## WHAT TO WORK ON:
1/ From the passage on building trust, list every item it names as part of the foundation of trust.
2/ Rewrite the passage on building trust from "The problem in" up to and including "anything, for anyone.", renaming "lawyers" as "attorneys".

Encountering trust issues? The best way to know if you can trust somebody is to trust them. What if you’re working with someone who won’t? Here’s how you can go about building it.

Trust and OPM Trust.

It’s a belief, not a commodity.
It’s earned, not traded.
It’s strong enough to hold relationships - from couples to countries – together.
Yet it can collapse like a house of cards.

The problem in entering a new relationship is that you don’t always have the luxury of time to build that trust. You must be willing to take a chance. But, in a new business relationship using OPM (other people’s money) there’s little appetite for chance.

Enter the lawyers! The Guardians of OPM armed with their contracts - signed pieces of paper that document trust. Contracts make the OP happier. But when you’re the one to deliver this new business relationship, you still need to build trust.

Your hard work is all in front of you.

How do you start when faced with a trust-deficit?

The foundation of trust is the same anywhere, in anything, for anyone.

  • Open communication,
  • Transparency in dealings,
  • Fulfilling commitments,
  • Acting with integrity, and,
  • Working towards shared goals.

But that’s where trust takes time to build. If your new business relationship begins with a trust-deficit, this will take longer. Several customers I have spoken with recently shared a similar trust-deficit story. Their WMS selection team members and management was split.

Some viewed the proposed WMS as a cost, not an investment. Some of the client’s team maintained the trust-deficit after contracts were signed:

“They’re over-servicing us.”
“They’re giving us more than we need at a higher price than we need to pay.”
“It’s all good for them, bad for us!”

During those critical first days of a WMS implementation, remediation was essential. Focus was on setting up for a successful relationship. This meant addressing the opening trust-deficit.

To address the deficit, it was essential to:

  1. Establish a rapport. The first step was to get to know the glass half-full team members on a more personal level. Simple techniques that worked including sharing a coffee, lunch, or cab ride. Even sharing a minor, embarrassing incident from the weekend. Anything to break the ice.

## MATERIAL PROVIDED:
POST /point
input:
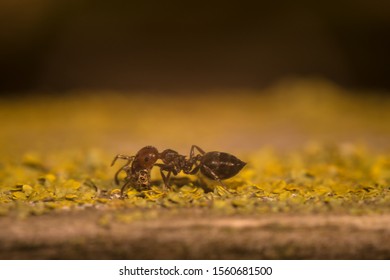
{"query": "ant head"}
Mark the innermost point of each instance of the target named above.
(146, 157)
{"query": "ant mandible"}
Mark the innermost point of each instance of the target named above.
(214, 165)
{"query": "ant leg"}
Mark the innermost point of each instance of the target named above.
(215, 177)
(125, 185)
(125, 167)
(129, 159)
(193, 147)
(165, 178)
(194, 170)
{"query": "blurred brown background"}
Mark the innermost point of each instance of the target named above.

---

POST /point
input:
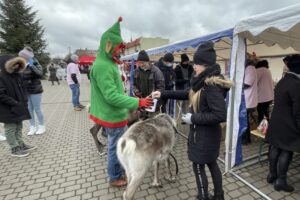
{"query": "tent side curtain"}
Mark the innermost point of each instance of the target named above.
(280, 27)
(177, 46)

## SOLUTION SET:
1/
- Open communication
- Transparency in dealings
- Fulfilling commitments
- Acting with integrity
- Working towards shared goals

2/
The problem in entering a new relationship is that you don’t always have the luxury of time to build that trust. You must be willing to take a chance. But, in a new business relationship using OPM (other people’s money) there’s little appetite for chance.

Enter the attorneys! The Guardians of OPM armed with their contracts - signed pieces of paper that document trust. Contracts make the OP happier. But when you’re the one to deliver this new business relationship, you still need to build trust.

Your hard work is all in front of you.

How do you start when faced with a trust-deficit?

The foundation of trust is the same anywhere, in anything, for anyone.